(Beginning of SUPPLIED TEXT)
Dr. Ingrid Waldron is Professor and HOPE Chair in Peace and Health in the Global Peace and Social Justice Program in the Department of History, Faculty of Humanities at McMaster University.
She is the founder and director of the Environmental Noxiousness, Racial Inequities and Community Health Project (The ERICH Project), the co-founder and co-director of the Canadian Coalition for Environmental and Climate Justice, and the co-founder of Rural Water Watch.
Dr. Waldron’s research interests include the impacts of anti-Black racism and other forms of discrimination on the health and mental health of Black communities, racial disparities in health and mental health related to COVID-19, dementia, and other illnesses, and the social, political, health and mental health effects of environmental racism and climate change inequities in Black, Indigenous, and racialized communities.
Dr. Waldron partners with racialized communities, community-based organizations, health agencies, government, and academics to conduct research, and to develop legislation, services, programs, and documentary film and other multimedia tools and resources to address health and mental health disparities and promote health equity and environmental and climate justice. For example, her research on Black women’s experiences with mental illness in the Halifax Regional Municipality led to the creation of Nova Scotia Health’s Sisterhood Initiative, the first health service exclusively for Black women in Nova Scotia.
(End of SUPPLIED TEXT)
(Beginning of DATA SECTION)
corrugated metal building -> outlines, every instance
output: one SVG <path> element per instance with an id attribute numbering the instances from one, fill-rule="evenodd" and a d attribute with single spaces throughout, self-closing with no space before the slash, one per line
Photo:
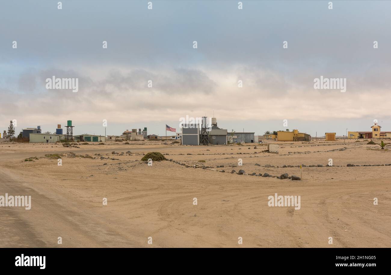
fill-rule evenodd
<path id="1" fill-rule="evenodd" d="M 247 132 L 230 132 L 228 133 L 228 134 L 230 139 L 231 139 L 231 142 L 234 143 L 237 143 L 238 142 L 241 142 L 242 141 L 244 141 L 246 143 L 254 143 L 255 140 L 255 138 L 254 137 L 254 134 L 255 132 L 254 133 L 250 133 Z"/>
<path id="2" fill-rule="evenodd" d="M 227 132 L 226 129 L 212 126 L 212 129 L 208 132 L 209 143 L 220 145 L 226 144 Z"/>
<path id="3" fill-rule="evenodd" d="M 106 141 L 106 137 L 104 136 L 90 135 L 88 134 L 84 134 L 83 135 L 74 136 L 74 139 L 75 141 L 80 140 L 81 142 L 105 142 Z"/>
<path id="4" fill-rule="evenodd" d="M 22 129 L 22 136 L 23 138 L 29 138 L 30 136 L 30 133 L 36 133 L 36 128 L 26 128 Z"/>
<path id="5" fill-rule="evenodd" d="M 29 134 L 30 142 L 45 142 L 48 143 L 50 142 L 59 141 L 64 139 L 63 135 L 56 135 L 55 134 L 39 134 L 38 133 L 30 133 Z"/>
<path id="6" fill-rule="evenodd" d="M 182 124 L 182 145 L 199 145 L 199 124 Z"/>

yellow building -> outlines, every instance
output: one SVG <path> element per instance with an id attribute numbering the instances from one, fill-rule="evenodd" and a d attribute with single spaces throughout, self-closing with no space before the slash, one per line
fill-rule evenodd
<path id="1" fill-rule="evenodd" d="M 277 138 L 277 136 L 273 134 L 271 134 L 269 135 L 264 135 L 264 138 L 266 139 L 276 139 Z"/>
<path id="2" fill-rule="evenodd" d="M 311 136 L 305 133 L 300 133 L 298 130 L 295 129 L 292 132 L 278 131 L 277 139 L 279 141 L 309 141 Z"/>
<path id="3" fill-rule="evenodd" d="M 326 141 L 335 141 L 335 133 L 325 133 L 325 136 L 326 137 Z"/>
<path id="4" fill-rule="evenodd" d="M 350 132 L 350 131 L 348 132 L 348 138 L 359 138 L 359 132 Z"/>
<path id="5" fill-rule="evenodd" d="M 391 132 L 382 132 L 381 126 L 377 125 L 377 122 L 371 126 L 371 132 L 348 132 L 348 138 L 391 138 Z"/>
<path id="6" fill-rule="evenodd" d="M 375 122 L 374 125 L 371 128 L 372 128 L 372 138 L 380 138 L 380 128 L 382 128 L 381 127 Z"/>

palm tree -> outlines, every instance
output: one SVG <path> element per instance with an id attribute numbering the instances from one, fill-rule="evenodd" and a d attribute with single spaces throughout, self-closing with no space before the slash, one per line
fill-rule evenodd
<path id="1" fill-rule="evenodd" d="M 391 144 L 391 143 L 385 143 L 382 140 L 381 142 L 380 143 L 375 143 L 375 144 L 377 144 L 377 145 L 380 146 L 381 147 L 382 147 L 381 148 L 382 149 L 384 149 L 385 147 L 386 147 L 386 146 L 389 146 L 390 144 Z"/>

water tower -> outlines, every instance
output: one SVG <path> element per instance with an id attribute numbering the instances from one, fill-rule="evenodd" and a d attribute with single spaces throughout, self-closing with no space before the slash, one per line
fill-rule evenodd
<path id="1" fill-rule="evenodd" d="M 66 122 L 66 135 L 65 136 L 65 139 L 67 141 L 73 140 L 73 127 L 75 126 L 72 126 L 72 121 L 68 120 Z"/>
<path id="2" fill-rule="evenodd" d="M 206 125 L 208 118 L 206 116 L 202 117 L 202 124 L 201 125 L 201 135 L 200 141 L 201 144 L 207 145 L 209 144 L 209 134 L 206 129 L 208 126 Z"/>

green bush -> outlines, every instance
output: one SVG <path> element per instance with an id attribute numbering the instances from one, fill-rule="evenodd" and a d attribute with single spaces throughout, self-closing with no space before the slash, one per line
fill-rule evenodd
<path id="1" fill-rule="evenodd" d="M 161 160 L 167 160 L 167 159 L 159 152 L 150 152 L 146 154 L 143 158 L 141 159 L 142 161 L 147 161 L 148 159 L 151 159 L 154 161 L 158 161 Z"/>

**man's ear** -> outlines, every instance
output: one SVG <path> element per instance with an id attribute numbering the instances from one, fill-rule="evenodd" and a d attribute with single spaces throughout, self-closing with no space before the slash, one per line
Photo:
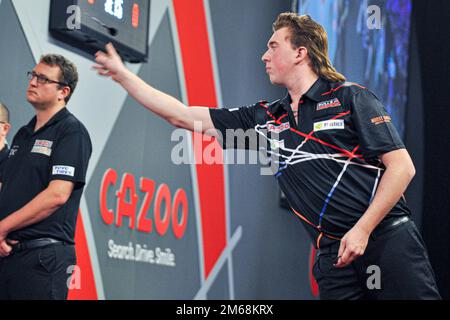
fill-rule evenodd
<path id="1" fill-rule="evenodd" d="M 71 89 L 69 87 L 63 87 L 61 89 L 60 96 L 58 96 L 59 100 L 66 100 L 66 98 L 69 96 Z"/>
<path id="2" fill-rule="evenodd" d="M 9 123 L 4 123 L 2 126 L 1 134 L 6 137 L 8 135 L 9 130 L 11 130 L 11 125 Z"/>
<path id="3" fill-rule="evenodd" d="M 297 60 L 299 62 L 305 61 L 305 59 L 308 57 L 308 49 L 306 49 L 306 47 L 298 47 L 296 51 Z"/>

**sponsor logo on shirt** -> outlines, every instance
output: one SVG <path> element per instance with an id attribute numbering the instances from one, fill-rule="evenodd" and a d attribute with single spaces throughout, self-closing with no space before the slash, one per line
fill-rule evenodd
<path id="1" fill-rule="evenodd" d="M 314 123 L 314 132 L 345 129 L 344 120 L 327 120 Z"/>
<path id="2" fill-rule="evenodd" d="M 281 133 L 283 131 L 289 130 L 290 128 L 291 128 L 291 125 L 289 124 L 289 122 L 284 122 L 284 123 L 280 124 L 279 126 L 276 126 L 273 124 L 267 125 L 267 130 L 269 132 L 275 132 L 275 133 Z"/>
<path id="3" fill-rule="evenodd" d="M 13 146 L 11 148 L 11 150 L 9 150 L 8 158 L 9 157 L 14 157 L 16 155 L 17 151 L 19 151 L 19 146 Z"/>
<path id="4" fill-rule="evenodd" d="M 342 106 L 342 104 L 339 101 L 339 99 L 338 98 L 334 98 L 333 100 L 328 100 L 328 101 L 324 101 L 324 102 L 319 103 L 317 105 L 316 111 L 325 110 L 325 109 L 329 109 L 329 108 L 340 107 L 340 106 Z"/>
<path id="5" fill-rule="evenodd" d="M 370 121 L 372 121 L 372 123 L 375 124 L 375 125 L 379 125 L 379 124 L 382 124 L 382 123 L 390 123 L 390 122 L 392 122 L 392 118 L 390 116 L 381 116 L 381 117 L 373 118 Z"/>
<path id="6" fill-rule="evenodd" d="M 69 167 L 69 166 L 53 166 L 52 175 L 74 177 L 75 176 L 75 168 Z"/>
<path id="7" fill-rule="evenodd" d="M 53 141 L 49 140 L 36 140 L 34 143 L 31 153 L 40 153 L 46 156 L 51 156 L 52 154 Z"/>
<path id="8" fill-rule="evenodd" d="M 270 148 L 272 150 L 278 150 L 284 148 L 284 140 L 271 140 Z"/>

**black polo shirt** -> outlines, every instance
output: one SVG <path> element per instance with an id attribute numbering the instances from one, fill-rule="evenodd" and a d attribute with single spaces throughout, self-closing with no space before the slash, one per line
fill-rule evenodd
<path id="1" fill-rule="evenodd" d="M 259 147 L 280 162 L 275 177 L 313 239 L 339 239 L 373 199 L 385 169 L 379 156 L 405 146 L 378 98 L 357 84 L 319 78 L 300 100 L 298 125 L 291 103 L 287 95 L 210 114 L 224 148 L 242 142 L 228 141 L 226 129 L 255 130 Z M 409 214 L 402 198 L 388 217 Z"/>
<path id="2" fill-rule="evenodd" d="M 9 148 L 8 148 L 8 145 L 5 144 L 3 149 L 0 150 L 0 176 L 2 174 L 3 164 L 5 163 L 5 160 L 8 157 L 8 154 L 9 154 Z"/>
<path id="3" fill-rule="evenodd" d="M 0 220 L 25 206 L 53 180 L 75 183 L 65 205 L 37 224 L 8 235 L 13 240 L 54 238 L 74 243 L 77 214 L 92 153 L 89 133 L 66 108 L 34 132 L 36 117 L 14 137 L 0 177 Z"/>

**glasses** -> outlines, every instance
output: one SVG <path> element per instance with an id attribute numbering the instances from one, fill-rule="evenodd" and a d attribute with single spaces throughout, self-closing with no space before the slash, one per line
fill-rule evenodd
<path id="1" fill-rule="evenodd" d="M 29 71 L 27 72 L 27 78 L 28 80 L 33 80 L 36 77 L 36 81 L 39 84 L 49 84 L 49 83 L 56 83 L 59 84 L 60 86 L 64 86 L 64 87 L 68 87 L 69 85 L 67 83 L 63 83 L 63 82 L 59 82 L 59 81 L 54 81 L 54 80 L 50 80 L 49 78 L 47 78 L 46 76 L 42 75 L 42 74 L 38 74 L 34 71 Z"/>

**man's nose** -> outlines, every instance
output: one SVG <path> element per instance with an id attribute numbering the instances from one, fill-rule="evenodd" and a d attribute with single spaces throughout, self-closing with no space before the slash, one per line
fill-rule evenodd
<path id="1" fill-rule="evenodd" d="M 269 56 L 268 56 L 268 54 L 267 54 L 267 51 L 263 54 L 263 56 L 261 57 L 261 60 L 262 60 L 263 62 L 269 61 Z"/>

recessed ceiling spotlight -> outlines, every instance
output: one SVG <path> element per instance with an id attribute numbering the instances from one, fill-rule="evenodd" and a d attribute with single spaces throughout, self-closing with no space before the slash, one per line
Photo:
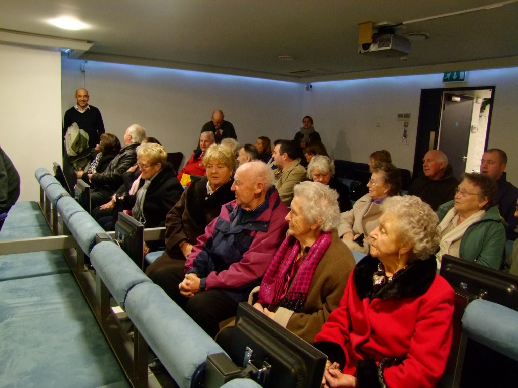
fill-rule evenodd
<path id="1" fill-rule="evenodd" d="M 51 24 L 64 29 L 82 29 L 88 27 L 82 22 L 69 16 L 62 16 L 49 20 Z"/>
<path id="2" fill-rule="evenodd" d="M 430 34 L 426 33 L 409 33 L 405 35 L 405 37 L 409 40 L 415 42 L 419 40 L 427 40 L 430 39 Z"/>

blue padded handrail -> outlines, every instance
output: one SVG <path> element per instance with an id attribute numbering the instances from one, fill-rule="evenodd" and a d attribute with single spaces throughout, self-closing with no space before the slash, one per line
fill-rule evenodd
<path id="1" fill-rule="evenodd" d="M 466 308 L 462 329 L 469 338 L 518 361 L 518 311 L 477 299 Z"/>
(End of DATA SECTION)
Return the full profile of Dr. Ingrid Waldron word for word, with nothing changed.

● RESPONSE
Dr. Ingrid Waldron is Professor and HOPE Chair in Peace and Health in the Global Peace and Social Justice Program in the Department of History, Faculty of Humanities at McMaster University.
She is the founder and director of the Environmental Noxiousness, Racial Inequities and Community Health Project (The ERICH Project), the co-founder and co-director of the Canadian Coalition for Environmental and Climate Justice, and the co-founder of Rural Water Watch.
Dr. Waldron’s research interests include the impacts of anti-Black racism and other forms of discrimination on the health and mental health of Black communities, racial disparities in health and mental health related to COVID-19, dementia, and other illnesses, and the social, political, health and mental health effects of environmental racism and climate change inequities in Black, Indigenous, and racialized communities.
Dr. Waldron partners with racialized communities, community-based organizations, health agencies, government, and academics to conduct research, and to develop legislation, services, programs, and documentary film and other multimedia tools and resources to address health and mental health disparities and promote health equity and environmental and climate justice. For example, her research on Black women’s experiences with mental illness in the Halifax Regional Municipality led to the creation of Nova Scotia Health’s Sisterhood Initiative, the first health service exclusively for Black women in Nova Scotia.